*Exercise details*.
Turn the lines below into a Markdown table with the columns No. and Line, starting at the line that contains "Exercise. Mark the player's hand" and ending at the line that contains "[(105, 107), (210, 135), (26, 105)]". Number each line and leave out any blank ones.
── Listed records
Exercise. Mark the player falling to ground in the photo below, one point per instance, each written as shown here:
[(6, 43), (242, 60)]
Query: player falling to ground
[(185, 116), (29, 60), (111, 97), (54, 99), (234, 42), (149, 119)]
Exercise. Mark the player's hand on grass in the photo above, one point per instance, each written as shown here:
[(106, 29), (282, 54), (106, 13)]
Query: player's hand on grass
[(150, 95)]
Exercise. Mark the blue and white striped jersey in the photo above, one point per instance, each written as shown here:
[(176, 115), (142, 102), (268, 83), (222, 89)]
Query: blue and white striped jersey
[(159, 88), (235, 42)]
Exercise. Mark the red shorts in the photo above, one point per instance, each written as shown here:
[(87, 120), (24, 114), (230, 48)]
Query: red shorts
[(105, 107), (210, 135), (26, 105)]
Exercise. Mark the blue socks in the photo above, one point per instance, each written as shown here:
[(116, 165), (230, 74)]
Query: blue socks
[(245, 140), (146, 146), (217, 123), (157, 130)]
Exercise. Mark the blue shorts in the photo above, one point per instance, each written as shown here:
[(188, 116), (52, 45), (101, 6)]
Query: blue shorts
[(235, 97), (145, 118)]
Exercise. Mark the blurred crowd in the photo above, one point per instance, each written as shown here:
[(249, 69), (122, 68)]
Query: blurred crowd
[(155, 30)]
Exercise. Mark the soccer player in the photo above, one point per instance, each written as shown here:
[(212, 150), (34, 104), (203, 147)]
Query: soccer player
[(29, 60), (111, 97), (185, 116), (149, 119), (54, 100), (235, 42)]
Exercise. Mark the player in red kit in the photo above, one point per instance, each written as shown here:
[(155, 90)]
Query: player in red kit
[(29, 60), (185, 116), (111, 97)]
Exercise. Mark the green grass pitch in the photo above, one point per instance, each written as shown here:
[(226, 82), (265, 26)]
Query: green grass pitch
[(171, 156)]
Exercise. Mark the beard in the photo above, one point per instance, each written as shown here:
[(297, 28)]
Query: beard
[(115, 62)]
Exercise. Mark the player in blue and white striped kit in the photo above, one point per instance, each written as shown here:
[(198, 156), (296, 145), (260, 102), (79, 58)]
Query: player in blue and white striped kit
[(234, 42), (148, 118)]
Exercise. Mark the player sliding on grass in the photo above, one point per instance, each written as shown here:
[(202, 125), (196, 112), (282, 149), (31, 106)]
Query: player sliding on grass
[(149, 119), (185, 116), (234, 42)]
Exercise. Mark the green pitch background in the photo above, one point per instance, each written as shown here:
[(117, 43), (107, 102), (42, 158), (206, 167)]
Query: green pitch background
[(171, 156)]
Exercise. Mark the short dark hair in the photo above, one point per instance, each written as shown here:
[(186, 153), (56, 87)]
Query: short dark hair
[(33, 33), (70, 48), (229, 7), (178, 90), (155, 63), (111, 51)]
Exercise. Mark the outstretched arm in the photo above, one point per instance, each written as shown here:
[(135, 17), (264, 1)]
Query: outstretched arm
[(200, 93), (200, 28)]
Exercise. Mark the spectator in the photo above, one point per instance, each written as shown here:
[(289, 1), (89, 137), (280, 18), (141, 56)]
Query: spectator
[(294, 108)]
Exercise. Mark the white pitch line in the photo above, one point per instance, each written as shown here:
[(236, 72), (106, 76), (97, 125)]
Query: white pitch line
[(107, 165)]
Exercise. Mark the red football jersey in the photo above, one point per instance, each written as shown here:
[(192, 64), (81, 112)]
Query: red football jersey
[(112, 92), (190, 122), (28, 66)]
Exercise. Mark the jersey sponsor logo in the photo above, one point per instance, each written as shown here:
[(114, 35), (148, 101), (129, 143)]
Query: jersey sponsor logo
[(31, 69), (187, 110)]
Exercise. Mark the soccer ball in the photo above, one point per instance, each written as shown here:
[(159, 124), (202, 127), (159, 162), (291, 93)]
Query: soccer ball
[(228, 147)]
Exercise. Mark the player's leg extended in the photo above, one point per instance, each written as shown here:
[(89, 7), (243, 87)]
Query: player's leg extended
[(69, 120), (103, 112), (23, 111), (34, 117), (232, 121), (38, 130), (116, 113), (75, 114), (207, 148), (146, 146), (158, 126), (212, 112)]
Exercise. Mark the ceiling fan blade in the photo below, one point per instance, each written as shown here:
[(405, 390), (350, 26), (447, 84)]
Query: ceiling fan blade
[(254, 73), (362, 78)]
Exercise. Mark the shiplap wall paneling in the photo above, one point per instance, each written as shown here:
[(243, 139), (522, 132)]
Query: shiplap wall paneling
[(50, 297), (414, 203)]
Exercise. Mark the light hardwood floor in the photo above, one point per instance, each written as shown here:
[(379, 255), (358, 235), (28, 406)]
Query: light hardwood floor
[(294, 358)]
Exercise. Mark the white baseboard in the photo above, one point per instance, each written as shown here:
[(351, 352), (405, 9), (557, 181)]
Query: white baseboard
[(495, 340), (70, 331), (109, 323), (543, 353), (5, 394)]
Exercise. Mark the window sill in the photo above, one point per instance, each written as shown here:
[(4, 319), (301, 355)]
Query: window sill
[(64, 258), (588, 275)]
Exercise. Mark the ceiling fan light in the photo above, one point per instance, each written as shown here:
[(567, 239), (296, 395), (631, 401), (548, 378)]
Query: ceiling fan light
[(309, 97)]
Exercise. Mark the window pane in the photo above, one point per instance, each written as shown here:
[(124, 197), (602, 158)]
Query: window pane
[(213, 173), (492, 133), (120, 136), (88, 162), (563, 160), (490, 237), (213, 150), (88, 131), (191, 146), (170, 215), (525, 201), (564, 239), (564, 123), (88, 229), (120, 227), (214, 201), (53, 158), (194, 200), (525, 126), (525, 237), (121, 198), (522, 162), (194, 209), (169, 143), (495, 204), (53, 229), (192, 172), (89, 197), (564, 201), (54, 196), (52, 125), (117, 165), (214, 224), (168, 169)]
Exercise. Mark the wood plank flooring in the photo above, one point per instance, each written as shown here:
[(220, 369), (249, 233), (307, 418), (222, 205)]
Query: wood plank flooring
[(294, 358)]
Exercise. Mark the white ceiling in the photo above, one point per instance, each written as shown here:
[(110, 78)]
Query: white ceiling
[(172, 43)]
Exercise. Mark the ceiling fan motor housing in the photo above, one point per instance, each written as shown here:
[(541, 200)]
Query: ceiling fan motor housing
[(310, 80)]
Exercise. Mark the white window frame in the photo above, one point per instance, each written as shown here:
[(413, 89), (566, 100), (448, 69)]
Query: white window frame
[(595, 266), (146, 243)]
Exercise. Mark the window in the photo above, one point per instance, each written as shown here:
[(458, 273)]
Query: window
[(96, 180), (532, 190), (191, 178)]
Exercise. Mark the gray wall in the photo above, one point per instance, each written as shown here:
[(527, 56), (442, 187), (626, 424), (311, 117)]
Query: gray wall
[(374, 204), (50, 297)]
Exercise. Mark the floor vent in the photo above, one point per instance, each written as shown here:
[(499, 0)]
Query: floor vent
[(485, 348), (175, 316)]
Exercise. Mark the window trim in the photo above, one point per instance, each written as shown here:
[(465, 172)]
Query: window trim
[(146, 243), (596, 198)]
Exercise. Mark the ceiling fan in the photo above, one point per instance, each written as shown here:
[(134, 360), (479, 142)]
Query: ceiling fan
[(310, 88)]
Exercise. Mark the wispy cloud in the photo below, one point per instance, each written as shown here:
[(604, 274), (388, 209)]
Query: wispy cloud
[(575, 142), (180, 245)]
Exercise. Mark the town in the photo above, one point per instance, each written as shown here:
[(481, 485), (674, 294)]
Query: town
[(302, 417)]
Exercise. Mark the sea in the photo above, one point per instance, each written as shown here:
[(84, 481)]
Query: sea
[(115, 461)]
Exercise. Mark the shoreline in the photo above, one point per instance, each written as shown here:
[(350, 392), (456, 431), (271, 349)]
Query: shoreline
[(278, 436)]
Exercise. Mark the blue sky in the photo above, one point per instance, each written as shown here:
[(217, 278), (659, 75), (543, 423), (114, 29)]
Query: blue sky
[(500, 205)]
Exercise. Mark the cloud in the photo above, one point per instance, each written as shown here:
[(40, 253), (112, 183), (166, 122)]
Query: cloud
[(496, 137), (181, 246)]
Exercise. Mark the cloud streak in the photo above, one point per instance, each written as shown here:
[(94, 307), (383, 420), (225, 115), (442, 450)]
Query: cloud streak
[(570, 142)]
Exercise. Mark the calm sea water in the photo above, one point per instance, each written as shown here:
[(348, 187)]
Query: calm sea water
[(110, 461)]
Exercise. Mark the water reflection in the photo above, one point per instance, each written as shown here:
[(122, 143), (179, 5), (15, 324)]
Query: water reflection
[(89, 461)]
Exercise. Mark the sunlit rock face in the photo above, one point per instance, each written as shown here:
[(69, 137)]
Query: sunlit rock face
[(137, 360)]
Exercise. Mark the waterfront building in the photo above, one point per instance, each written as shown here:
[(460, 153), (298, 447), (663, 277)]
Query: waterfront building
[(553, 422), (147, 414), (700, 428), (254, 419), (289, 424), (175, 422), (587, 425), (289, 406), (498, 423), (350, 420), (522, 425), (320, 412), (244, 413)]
────
*Finished task*.
| No. | Line |
|---|---|
| 1 | Exercise. Mark the player's hand on grass in the photo above, one point per instance, each written as shown here: |
| 2 | [(106, 29), (282, 54), (106, 13)] |
| 3 | Query: player's hand on grass |
| 4 | [(150, 95)] |
| 5 | Exercise. Mark the blue and white striped jersey in the photo above, one point per instance, each written as shown here: |
| 6 | [(176, 115), (142, 102), (268, 83), (222, 89)] |
| 7 | Query: blue and white striped jersey |
| 8 | [(159, 88), (235, 42)] |
| 9 | Exercise. Mark the red shorts in the photo above, one point per instance, each written as shown here: |
| 10 | [(87, 120), (24, 114), (230, 48)] |
| 11 | Query: red shorts |
| 12 | [(105, 107), (210, 135), (26, 105)] |